Page extract =
The percentage of employee drug tests that showed signs of tampering increased 633% last year, according to a new report from Quest Diagnostics released Wednesday.
It was the highest rate in more than 30 years of reporting, according to the lab test chain.
Culled from 9.8 million workforce drug tests last year, Quest’s annual Drug Testing Index found that a significantly higher percentage of urine specimens had been substituted or were invalid last year, indicating a specimen had likely been tampered with to cover up drug use.
“The increased rate of both substituted and invalid specimens indicates that some American workers are going to great lengths to attempt to subvert the drug testing process,” Quest Diagnostics Senior Director of Science for Workforce Health Solutions, Dr. Suhash Harwani, said in a statement.
“Given the growing acceptance and use of some dugs, particularly marijuana, it may be unsurprising that some people feel it necessary to try and cheat a drug test,” he said. “It is possible that our society’s normalization of drug use is fostering environments in which some employees feel it is acceptable to use such drugs without truly understanding the impact they have on workplace safety.”
In 2023, 5.7% of the U.S. general workforce tested positive for drugs, according to the index.
In jobs that are considered safety sensitive, the report found that substituted specimens increased 371% last year, and invalid specimens increased 37% compared with 2022. Positive marijuana tests among safety-sensitive workers decreased 3.1% last year compared with a year earlier.
“The federally mandated, safety-sensitive population has a lower rate of drug positivity, likely due to the fact that there is decreased drug use when there is an expectation of being drug tests,” Harwani said. “This is fundamentally the strength of having a drug testing program. The mere expectation of drug testing may be a deterrent, dissuading individuals from both drug use and applying for positions where such tests are standard practice.”
Among non-safety-sensitive workers, positive drug tests increased, especially among administrative, managerial and clerical workers. They were up 17% among real estate and lending workers; 9.3% among professional, scientific and technical service workers; 7.9% among those providing educational services; and 5% among public administrators in 2023.
Positive tests for marijuana were significantly higher than for drugs overall, increasing 35.7% in the finance and insurance industry, 23.5% in public administration and 22.2% in real estate rental and leasing.
Positive marijuana tests in the general U.S. workforce increased 4.7% in 2023 compared with 4.3% in 2022. Since 2019, positive marijuana tests have increased 45.2%.
Tests for marijuana after a workplace accident has occurred were also up: 7.5% of those tested for marijuana after an accident were positive. From 2015 to 2023, the percentage of workers testing positive for marijuana after an accident increased every year.
The Quest analysis syncs up with a study from the Journal of the American Medical Assn. earlier this year that reported recreational marijuana sales were associated with a 10% increase in injuries on the job among people aged 20 to 34.
The report found that positive marijuana tests were the same in states where recreational marijuana is legal and decreased in states where medical marijuana is legal. In states where both uses are illegal, positive marijuana tests fell 6.7% in 2023.
Positive tests for cocaine increased 9.1% in the general U.S. workforce last year, while heroin and opiates decreased, by 16.7% and 12.5% respectively.

What you need to do = Rewrite the article on workplace drug testing from "Positive tests for marijuana" to "aged 20 to 34.", replacing "accident" with "incident".

[Records from a data source]
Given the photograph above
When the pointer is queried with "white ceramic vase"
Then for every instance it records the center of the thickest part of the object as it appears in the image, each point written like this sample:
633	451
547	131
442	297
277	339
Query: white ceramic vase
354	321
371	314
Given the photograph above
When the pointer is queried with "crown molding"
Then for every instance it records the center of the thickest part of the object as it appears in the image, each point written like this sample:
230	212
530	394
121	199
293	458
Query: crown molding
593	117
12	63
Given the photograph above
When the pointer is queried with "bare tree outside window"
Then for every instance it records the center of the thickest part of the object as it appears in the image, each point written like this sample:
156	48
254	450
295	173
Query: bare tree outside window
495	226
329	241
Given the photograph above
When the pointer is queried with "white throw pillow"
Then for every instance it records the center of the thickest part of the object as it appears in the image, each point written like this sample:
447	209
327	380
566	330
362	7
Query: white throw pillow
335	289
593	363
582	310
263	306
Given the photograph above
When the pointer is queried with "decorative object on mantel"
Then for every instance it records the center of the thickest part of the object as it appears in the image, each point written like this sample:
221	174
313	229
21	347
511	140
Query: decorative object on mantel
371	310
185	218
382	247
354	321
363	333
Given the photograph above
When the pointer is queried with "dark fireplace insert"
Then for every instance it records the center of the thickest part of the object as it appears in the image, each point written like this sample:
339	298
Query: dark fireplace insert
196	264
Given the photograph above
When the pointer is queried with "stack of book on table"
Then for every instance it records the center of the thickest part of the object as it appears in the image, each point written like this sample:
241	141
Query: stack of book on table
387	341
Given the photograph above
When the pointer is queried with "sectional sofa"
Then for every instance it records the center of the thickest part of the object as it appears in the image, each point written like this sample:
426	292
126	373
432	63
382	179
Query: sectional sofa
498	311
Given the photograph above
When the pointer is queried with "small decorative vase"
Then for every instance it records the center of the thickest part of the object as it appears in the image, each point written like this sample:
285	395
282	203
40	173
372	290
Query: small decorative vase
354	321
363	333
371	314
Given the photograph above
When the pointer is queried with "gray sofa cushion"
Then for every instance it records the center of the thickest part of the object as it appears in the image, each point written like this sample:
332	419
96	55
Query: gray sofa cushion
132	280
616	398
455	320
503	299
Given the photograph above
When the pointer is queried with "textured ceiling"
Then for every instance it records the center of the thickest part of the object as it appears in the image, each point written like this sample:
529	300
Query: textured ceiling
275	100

Solution to the problem =
Positive tests for marijuana were significantly higher than for drugs overall, increasing 35.7% in the finance and insurance industry, 23.5% in public administration and 22.2% in real estate rental and leasing.
Positive marijuana tests in the general U.S. workforce increased 4.7% in 2023 compared with 4.3% in 2022. Since 2019, positive marijuana tests have increased 45.2%.
Tests for marijuana after a workplace incident has occurred were also up: 7.5% of those tested for marijuana after an incident were positive. From 2015 to 2023, the percentage of workers testing positive for marijuana after an incident increased every year.
The Quest analysis syncs up with a study from the Journal of the American Medical Assn. earlier this year that reported recreational marijuana sales were associated with a 10% increase in injuries on the job among people aged 20 to 34.